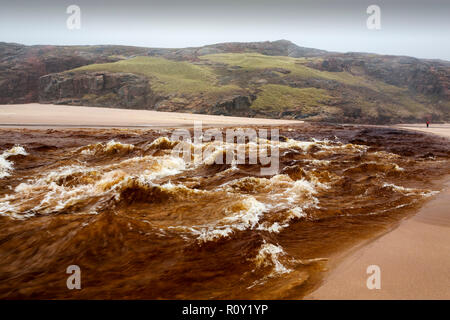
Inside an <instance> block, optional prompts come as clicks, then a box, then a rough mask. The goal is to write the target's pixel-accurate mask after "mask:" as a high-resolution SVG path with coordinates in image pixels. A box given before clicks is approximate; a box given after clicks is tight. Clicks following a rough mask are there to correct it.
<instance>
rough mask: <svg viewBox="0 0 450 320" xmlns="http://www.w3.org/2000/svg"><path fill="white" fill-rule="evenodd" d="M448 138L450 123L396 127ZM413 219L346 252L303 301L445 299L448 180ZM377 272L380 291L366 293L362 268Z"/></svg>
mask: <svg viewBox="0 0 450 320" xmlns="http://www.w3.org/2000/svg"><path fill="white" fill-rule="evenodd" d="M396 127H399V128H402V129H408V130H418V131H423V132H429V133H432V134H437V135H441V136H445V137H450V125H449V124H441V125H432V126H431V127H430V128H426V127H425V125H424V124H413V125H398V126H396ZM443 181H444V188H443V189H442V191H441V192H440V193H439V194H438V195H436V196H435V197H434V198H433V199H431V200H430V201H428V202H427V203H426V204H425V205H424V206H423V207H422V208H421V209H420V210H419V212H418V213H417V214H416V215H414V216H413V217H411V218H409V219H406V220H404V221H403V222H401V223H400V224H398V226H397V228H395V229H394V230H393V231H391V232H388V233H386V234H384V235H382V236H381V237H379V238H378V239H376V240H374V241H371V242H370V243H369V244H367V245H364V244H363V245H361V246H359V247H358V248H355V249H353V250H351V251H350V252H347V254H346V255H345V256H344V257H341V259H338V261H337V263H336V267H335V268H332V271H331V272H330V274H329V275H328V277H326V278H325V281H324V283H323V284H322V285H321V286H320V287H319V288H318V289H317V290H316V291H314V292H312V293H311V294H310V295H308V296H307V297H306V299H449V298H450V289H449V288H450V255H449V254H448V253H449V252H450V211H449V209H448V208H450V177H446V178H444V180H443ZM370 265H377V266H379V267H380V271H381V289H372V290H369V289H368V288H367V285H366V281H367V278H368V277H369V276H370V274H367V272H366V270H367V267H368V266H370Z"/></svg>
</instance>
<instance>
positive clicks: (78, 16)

###

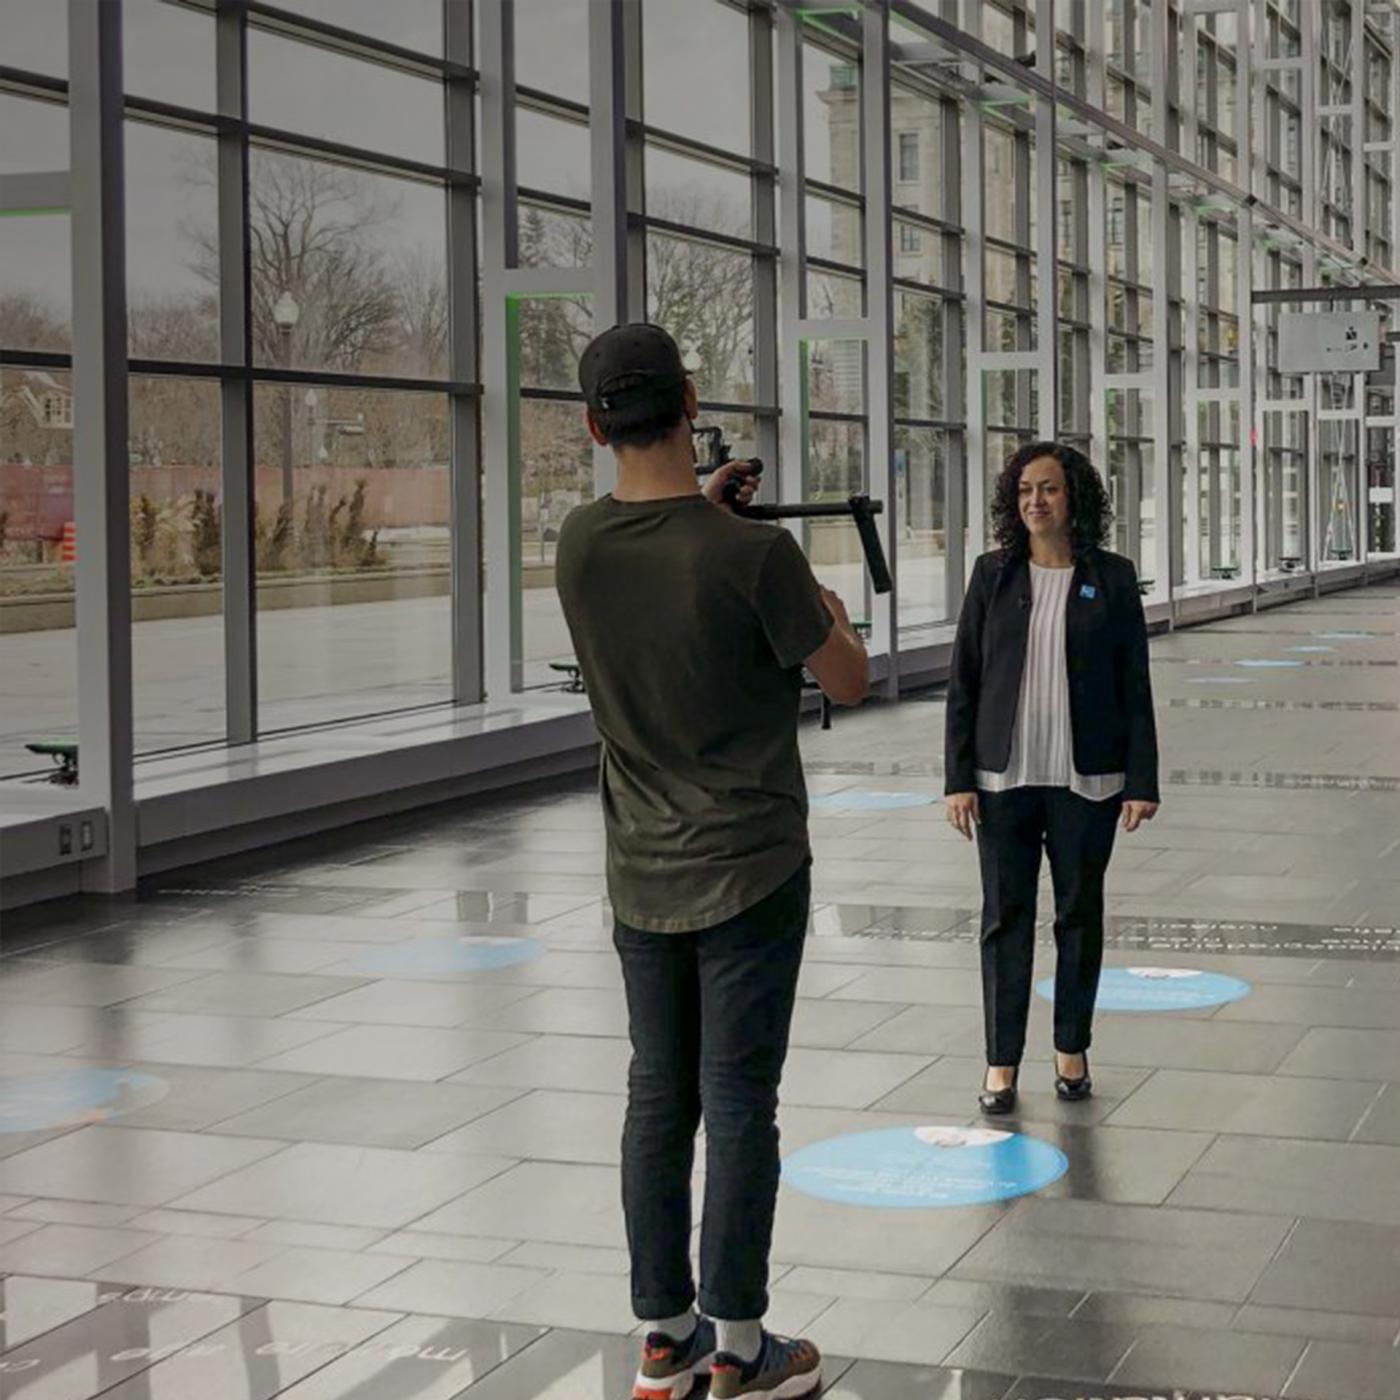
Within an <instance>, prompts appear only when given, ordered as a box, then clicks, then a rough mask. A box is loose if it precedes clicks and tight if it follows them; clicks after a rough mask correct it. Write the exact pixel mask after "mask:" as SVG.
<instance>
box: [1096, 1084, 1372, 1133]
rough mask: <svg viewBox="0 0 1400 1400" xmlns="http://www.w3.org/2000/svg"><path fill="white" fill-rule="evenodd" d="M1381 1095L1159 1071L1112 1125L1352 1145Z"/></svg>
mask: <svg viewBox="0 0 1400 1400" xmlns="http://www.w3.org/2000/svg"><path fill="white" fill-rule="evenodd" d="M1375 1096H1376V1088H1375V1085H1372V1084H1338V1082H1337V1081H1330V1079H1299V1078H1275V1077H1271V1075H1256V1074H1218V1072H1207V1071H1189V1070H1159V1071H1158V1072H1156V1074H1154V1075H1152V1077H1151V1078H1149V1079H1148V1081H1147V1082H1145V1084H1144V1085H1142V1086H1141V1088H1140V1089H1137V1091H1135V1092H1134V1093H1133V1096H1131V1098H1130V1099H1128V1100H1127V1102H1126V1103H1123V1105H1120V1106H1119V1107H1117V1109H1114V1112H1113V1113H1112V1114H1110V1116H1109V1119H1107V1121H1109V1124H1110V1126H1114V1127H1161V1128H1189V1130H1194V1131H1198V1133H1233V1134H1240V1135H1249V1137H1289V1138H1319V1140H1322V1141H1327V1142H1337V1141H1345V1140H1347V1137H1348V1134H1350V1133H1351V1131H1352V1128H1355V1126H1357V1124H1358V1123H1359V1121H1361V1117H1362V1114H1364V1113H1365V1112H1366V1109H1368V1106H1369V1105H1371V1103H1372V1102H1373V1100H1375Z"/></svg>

###

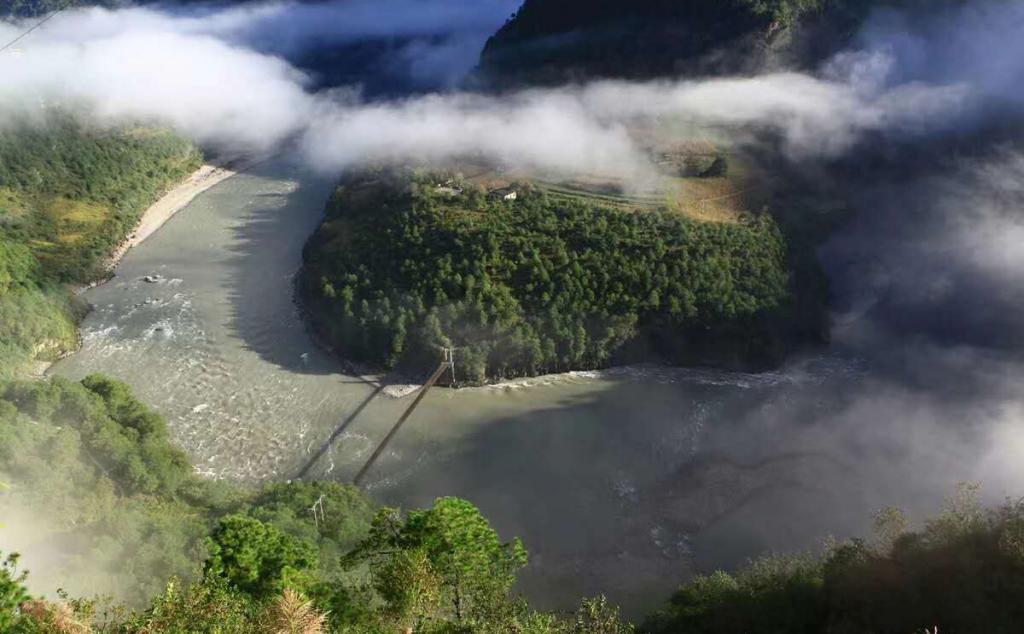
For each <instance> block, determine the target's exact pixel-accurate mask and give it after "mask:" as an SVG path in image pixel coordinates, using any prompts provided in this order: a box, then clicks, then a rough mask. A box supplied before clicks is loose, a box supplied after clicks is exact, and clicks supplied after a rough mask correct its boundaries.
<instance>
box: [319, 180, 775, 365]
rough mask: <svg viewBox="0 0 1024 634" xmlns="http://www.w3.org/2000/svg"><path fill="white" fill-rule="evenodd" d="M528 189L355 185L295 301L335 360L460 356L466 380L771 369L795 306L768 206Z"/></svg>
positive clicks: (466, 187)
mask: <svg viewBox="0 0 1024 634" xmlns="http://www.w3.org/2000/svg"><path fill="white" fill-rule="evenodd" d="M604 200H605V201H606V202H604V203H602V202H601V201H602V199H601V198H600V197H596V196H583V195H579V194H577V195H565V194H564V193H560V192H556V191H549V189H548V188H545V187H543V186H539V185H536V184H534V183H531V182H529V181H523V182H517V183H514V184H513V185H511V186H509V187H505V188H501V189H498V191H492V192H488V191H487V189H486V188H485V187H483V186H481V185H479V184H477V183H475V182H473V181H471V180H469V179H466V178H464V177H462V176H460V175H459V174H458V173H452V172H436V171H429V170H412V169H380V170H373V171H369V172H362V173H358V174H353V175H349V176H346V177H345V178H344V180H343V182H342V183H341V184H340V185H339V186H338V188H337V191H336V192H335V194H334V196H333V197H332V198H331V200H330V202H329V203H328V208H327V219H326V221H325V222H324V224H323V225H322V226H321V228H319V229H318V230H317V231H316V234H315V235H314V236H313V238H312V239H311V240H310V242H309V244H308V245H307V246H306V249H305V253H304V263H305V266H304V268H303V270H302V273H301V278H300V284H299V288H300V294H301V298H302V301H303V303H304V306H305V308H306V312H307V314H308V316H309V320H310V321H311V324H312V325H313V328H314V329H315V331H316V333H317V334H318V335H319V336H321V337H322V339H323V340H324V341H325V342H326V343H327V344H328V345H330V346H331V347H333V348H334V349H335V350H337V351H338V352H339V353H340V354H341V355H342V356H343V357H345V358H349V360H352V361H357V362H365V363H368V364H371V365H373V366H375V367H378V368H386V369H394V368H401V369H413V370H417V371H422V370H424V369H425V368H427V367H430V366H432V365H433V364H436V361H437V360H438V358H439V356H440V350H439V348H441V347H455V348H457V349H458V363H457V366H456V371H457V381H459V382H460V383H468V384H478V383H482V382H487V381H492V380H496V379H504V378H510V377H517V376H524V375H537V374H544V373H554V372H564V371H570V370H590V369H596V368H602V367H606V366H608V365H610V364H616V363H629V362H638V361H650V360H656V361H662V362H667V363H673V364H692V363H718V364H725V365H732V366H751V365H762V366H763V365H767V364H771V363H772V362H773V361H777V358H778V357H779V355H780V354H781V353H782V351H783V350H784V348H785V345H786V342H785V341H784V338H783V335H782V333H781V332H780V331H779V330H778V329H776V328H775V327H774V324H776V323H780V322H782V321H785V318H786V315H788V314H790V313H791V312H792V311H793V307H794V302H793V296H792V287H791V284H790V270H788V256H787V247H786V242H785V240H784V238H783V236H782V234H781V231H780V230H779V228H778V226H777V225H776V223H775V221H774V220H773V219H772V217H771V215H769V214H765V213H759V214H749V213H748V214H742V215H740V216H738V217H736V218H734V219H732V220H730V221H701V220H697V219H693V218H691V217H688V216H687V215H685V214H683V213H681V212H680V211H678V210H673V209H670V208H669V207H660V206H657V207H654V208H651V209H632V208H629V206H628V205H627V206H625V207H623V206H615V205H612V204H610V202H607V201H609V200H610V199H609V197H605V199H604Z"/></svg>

###

#### [Try it]
Start with the line above that contains "Within an <instance>, prompts" and stop after the line that contains "box: [1096, 1084, 1372, 1133]". Output those lines exactly, and only those.

#### [Result]
Within an <instance>, prompts appear only when given, ordered as a box, then clicks, then a rough mask. A box is loose if it precedes clicks and tight if it follows them; clicks after a rough mask correct it. Write the exact pixel mask after "mask:" as SVG.
<instance>
box: [1096, 1084, 1372, 1133]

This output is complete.